SELECTED EXCERPT

+ + + +

Canon EOS M3 Review

Canon M3 review
With an improved image sensor and image processor versus previous Canon mirrorless models, the M3 offers strong performance levels. Canon

Canon has not been a heavy contributor to the mirrorless interchangeable lens camera (ILC) market, preferring to remain focused on DSLRs and fixed lens cameras. But as this Canon EOS M3 review shows, Canon's lack of cameras in this category doesn't mean the manufacturer isn't competing strongly in mirrorless models.

The mirrorless M3 offers an APS-C sized image sensor with 24.2 megapixels of resolution, giving it a significant advantage versus older M series Canon mirrorless ILCs in terms of image quality and overall resolution. Although the EOS M3 does struggle a bit when you're shooting in low light conditions, it produces very strong image quality when shooting in typical lighting.

Another clear upgrade for the Canon M3 versus older mirrorless models from the manufacturer is in terms of its image processor, as Canon gave the M3 the DIGIC 6 processor. This gives the M3 fast performance levels, a noticeable improvement over its predecessor.

+ + + +

Collection entries
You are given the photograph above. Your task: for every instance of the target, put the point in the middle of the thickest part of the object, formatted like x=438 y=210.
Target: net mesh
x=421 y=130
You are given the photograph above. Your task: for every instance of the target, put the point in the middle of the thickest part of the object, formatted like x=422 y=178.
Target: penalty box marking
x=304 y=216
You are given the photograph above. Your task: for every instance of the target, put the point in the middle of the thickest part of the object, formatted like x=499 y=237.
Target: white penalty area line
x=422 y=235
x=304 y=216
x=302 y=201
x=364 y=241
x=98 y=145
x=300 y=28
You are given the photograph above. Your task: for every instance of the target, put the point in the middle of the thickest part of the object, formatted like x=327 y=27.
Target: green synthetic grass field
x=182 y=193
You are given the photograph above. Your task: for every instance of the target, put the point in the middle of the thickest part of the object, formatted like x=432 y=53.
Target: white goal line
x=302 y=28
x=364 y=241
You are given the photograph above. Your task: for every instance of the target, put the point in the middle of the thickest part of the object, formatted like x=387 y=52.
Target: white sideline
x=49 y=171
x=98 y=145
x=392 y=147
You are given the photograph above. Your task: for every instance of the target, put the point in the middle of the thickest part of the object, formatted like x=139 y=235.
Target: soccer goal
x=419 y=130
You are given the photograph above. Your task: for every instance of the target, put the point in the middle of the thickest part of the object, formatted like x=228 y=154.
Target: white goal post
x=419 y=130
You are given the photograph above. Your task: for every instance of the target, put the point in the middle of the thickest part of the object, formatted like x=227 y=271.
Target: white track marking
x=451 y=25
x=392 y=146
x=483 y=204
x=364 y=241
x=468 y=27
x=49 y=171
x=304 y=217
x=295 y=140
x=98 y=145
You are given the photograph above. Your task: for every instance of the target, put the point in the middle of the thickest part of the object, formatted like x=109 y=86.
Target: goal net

+ + + +

EXERCISE
Write out the stretch of the camera review from "Canon M3 review" through "in typical lighting.", swapping "DSLRs" for "SLR cameras".

RESPONSE FOR THIS EXERCISE
Canon M3 review
With an improved image sensor and image processor versus previous Canon mirrorless models, the M3 offers strong performance levels. Canon

Canon has not been a heavy contributor to the mirrorless interchangeable lens camera (ILC) market, preferring to remain focused on SLR cameras and fixed lens cameras. But as this Canon EOS M3 review shows, Canon's lack of cameras in this category doesn't mean the manufacturer isn't competing strongly in mirrorless models.

The mirrorless M3 offers an APS-C sized image sensor with 24.2 megapixels of resolution, giving it a significant advantage versus older M series Canon mirrorless ILCs in terms of image quality and overall resolution. Although the EOS M3 does struggle a bit when you're shooting in low light conditions, it produces very strong image quality when shooting in typical lighting.